| EXERCISE INSTRUCTIONS |
Rewrite every line below from the one containing "point: flower-shaped ring" through the last line, requests included. Shift the answers by adding 25 to every number in each coordinate.

*-*-*

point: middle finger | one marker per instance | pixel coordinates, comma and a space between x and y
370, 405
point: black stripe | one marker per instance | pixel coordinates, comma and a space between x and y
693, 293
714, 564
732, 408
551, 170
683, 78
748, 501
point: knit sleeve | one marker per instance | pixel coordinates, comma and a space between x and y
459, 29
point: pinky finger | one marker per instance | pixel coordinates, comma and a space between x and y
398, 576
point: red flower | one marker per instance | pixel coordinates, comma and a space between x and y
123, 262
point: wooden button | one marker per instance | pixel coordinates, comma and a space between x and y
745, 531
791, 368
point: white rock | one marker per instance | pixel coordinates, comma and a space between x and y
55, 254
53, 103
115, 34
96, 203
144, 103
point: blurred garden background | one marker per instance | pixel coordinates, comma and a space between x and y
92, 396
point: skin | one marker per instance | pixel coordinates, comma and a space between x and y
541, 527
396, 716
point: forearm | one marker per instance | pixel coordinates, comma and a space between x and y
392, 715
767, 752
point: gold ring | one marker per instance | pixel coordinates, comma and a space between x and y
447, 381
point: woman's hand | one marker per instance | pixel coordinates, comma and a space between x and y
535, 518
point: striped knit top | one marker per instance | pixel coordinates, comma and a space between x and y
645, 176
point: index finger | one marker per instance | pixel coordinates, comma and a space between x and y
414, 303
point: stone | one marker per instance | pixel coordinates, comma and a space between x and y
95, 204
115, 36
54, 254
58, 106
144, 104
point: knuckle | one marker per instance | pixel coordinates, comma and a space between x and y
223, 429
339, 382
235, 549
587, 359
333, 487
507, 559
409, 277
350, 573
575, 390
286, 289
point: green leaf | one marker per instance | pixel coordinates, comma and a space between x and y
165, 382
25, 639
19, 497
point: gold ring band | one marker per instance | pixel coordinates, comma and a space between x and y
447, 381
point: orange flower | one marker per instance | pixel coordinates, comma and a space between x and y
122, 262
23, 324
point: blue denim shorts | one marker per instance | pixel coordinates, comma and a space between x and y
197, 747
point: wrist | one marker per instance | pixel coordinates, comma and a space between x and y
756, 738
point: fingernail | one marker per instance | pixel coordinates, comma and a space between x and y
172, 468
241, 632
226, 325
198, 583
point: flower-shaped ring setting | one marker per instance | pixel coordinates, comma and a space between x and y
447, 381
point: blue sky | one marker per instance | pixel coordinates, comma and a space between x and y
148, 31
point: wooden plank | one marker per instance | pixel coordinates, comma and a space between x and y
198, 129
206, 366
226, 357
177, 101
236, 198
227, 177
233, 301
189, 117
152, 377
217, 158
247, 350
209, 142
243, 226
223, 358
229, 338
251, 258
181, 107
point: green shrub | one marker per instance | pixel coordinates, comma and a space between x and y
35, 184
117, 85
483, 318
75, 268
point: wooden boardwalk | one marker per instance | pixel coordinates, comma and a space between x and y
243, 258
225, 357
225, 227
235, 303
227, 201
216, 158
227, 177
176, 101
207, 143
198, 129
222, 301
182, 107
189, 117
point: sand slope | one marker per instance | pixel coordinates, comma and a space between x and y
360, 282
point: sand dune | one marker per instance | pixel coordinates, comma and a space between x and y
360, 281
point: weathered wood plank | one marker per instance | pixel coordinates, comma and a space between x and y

*-*-*

| FULL SOLUTION |
point: flower-shaped ring setting | one marker per instance | pixel coordinates, comma and a space between x and y
472, 406
point: blue sky | one marker per instance | pixel coordinates, comma and a space between x and y
173, 56
point: wooden plank | one marker per instance | pixel coordinates, comma and a space between x and y
223, 154
231, 391
251, 382
202, 126
261, 223
252, 202
258, 326
214, 142
177, 402
242, 183
272, 375
234, 167
268, 251
248, 383
254, 363
276, 283
206, 132
point: green shrub | one marker per instance | pixel coordinates, comma and a space between x and y
60, 209
142, 110
508, 343
100, 293
point: wooden boardwalk | one marker per instance | pixel coordinates, comma and a space between x and y
268, 283
250, 382
250, 252
260, 328
252, 226
241, 183
252, 202
201, 126
232, 168
223, 154
247, 326
207, 132
214, 142
point: sand slope | one marker per instance | pixel coordinates, comma and a space between x and y
385, 307
point: sand dune | one marker per instance | pixel coordinates, comma and a space between x and y
385, 306
point: weathered wood plank | one marker per instance | pixel coordinates, comma and a space between x and y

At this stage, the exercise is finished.